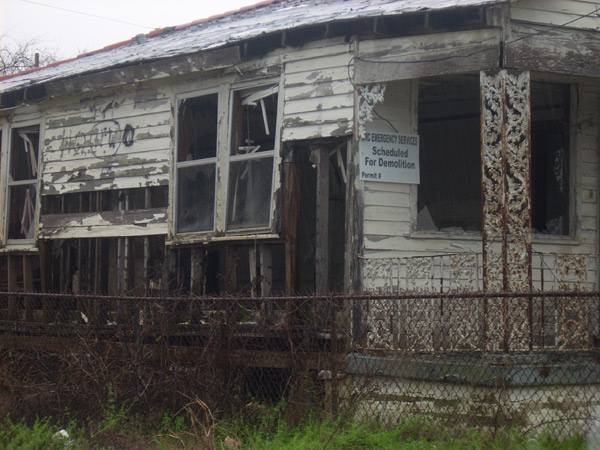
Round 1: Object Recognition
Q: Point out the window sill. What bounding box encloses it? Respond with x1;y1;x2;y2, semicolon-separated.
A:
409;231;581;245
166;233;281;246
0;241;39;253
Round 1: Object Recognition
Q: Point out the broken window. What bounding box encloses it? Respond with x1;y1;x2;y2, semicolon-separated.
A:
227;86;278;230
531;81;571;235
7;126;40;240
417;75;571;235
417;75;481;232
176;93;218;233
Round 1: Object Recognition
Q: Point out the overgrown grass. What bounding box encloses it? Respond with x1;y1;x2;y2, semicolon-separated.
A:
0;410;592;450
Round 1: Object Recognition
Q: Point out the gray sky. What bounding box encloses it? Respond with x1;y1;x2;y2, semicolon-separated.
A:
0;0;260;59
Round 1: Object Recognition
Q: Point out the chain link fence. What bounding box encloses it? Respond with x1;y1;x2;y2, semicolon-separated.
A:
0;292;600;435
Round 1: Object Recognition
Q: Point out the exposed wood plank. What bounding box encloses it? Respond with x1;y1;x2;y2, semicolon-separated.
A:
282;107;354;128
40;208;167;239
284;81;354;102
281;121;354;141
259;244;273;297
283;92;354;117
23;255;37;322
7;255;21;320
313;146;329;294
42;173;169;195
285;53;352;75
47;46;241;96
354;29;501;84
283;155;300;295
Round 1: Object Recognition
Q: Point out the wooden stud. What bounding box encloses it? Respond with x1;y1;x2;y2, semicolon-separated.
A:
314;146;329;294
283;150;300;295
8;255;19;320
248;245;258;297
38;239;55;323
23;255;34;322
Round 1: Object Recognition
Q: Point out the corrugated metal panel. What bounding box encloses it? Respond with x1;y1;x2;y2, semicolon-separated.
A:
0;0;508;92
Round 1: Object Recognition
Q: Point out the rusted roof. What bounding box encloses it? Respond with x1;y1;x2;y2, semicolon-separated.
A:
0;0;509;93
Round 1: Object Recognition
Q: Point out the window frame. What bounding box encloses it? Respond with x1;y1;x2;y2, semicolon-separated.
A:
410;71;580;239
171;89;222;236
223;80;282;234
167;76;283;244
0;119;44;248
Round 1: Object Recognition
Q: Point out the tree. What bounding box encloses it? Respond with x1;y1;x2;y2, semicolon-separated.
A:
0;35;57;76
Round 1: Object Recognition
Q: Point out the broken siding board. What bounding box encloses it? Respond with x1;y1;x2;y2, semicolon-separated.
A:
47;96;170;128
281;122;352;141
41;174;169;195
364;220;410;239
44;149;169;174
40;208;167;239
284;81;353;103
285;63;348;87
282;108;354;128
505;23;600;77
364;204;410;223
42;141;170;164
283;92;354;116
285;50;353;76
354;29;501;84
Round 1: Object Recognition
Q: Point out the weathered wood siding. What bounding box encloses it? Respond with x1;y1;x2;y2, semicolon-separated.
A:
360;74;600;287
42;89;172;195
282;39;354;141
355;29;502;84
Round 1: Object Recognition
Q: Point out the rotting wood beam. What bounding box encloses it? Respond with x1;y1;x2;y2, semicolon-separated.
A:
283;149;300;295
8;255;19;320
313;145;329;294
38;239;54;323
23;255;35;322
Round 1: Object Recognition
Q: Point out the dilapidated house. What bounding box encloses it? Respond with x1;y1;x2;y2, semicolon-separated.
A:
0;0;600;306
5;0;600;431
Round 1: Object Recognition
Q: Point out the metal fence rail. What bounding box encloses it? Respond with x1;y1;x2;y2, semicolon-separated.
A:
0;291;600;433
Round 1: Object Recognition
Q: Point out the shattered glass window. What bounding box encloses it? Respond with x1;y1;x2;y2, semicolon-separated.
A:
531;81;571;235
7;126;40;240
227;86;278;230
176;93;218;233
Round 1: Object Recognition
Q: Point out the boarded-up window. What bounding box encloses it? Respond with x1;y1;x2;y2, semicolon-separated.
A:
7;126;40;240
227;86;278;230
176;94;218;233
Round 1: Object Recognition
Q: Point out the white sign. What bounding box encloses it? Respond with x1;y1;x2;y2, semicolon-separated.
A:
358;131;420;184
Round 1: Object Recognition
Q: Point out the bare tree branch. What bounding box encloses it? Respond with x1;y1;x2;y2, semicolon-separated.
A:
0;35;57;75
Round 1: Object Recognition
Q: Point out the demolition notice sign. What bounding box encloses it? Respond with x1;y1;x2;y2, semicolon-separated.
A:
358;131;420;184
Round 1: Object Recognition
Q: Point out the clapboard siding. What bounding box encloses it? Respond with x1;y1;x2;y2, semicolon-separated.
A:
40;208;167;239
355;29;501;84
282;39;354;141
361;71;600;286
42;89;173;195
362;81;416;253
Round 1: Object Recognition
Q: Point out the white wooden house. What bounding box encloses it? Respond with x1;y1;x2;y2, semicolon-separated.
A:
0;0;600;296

------------

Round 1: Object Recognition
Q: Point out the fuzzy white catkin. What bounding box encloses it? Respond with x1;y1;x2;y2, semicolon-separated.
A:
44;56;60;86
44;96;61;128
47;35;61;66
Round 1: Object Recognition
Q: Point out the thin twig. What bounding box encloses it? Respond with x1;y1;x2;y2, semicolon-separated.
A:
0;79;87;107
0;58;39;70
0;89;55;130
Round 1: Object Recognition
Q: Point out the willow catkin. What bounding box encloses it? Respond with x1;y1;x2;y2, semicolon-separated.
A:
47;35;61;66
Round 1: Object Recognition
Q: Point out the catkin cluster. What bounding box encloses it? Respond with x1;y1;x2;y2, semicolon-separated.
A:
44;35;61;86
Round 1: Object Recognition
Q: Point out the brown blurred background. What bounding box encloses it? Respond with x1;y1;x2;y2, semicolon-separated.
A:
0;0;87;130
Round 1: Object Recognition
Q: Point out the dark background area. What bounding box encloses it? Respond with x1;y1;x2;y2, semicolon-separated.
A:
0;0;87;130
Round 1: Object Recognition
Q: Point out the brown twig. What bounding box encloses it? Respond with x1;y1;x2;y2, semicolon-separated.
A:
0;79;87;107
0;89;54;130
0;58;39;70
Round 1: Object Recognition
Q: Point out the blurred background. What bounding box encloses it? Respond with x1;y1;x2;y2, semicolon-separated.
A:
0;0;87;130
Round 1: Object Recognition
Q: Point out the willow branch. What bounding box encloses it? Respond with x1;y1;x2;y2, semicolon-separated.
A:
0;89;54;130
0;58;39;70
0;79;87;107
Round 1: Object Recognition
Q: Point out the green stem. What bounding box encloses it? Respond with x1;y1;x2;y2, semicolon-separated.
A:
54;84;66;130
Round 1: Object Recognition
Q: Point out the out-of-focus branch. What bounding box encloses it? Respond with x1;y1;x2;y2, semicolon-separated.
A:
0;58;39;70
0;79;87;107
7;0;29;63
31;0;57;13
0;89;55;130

------------

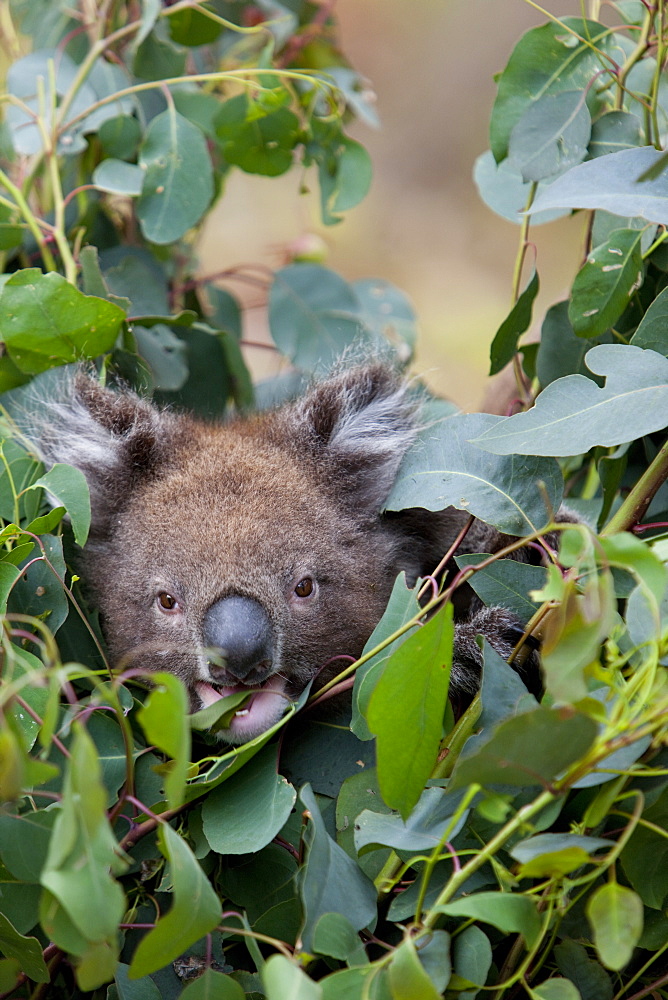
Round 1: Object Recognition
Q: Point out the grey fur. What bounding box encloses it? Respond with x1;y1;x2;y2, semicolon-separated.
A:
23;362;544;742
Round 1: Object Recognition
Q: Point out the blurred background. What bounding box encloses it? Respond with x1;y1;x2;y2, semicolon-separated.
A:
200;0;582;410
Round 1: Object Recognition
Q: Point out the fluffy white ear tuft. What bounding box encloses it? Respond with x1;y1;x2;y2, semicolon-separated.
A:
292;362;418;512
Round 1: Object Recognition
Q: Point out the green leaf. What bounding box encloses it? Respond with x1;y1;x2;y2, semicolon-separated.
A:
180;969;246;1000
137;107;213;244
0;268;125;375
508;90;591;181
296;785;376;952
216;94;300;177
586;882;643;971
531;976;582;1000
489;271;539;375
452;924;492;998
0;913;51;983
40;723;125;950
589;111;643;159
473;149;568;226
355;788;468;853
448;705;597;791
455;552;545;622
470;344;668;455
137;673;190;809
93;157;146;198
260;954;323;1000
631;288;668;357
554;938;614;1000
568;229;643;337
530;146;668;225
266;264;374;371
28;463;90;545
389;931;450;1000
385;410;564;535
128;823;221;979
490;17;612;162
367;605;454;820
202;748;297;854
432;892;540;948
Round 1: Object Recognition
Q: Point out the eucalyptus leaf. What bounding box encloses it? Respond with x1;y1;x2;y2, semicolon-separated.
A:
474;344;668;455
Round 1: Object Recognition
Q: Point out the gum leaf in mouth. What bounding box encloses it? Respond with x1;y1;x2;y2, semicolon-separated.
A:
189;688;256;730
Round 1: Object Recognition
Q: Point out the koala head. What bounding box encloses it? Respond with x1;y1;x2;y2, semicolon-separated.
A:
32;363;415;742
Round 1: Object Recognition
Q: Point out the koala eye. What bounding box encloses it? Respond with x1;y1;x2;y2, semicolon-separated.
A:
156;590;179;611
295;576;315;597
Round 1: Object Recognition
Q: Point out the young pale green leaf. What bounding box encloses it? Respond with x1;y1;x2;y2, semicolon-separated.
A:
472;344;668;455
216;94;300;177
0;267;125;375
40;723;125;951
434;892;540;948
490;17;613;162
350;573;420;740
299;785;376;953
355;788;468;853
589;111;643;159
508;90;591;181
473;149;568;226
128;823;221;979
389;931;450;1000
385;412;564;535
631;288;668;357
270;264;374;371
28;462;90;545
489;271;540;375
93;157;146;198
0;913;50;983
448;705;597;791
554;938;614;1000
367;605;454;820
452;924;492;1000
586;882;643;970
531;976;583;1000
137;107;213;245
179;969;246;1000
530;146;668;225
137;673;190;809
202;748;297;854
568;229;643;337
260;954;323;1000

------------

Gather every line in the records above that contains the string "broken". Letter case counts when matching.

Q: Point out the broken window. What bounding box encloses it? Respond with x1;y1;x2;y2, semicolon-separated.
Q: Point out the broken siding board. What bounding box encloses it? Respond with x1;y1;x2;y2, semicolon-separated.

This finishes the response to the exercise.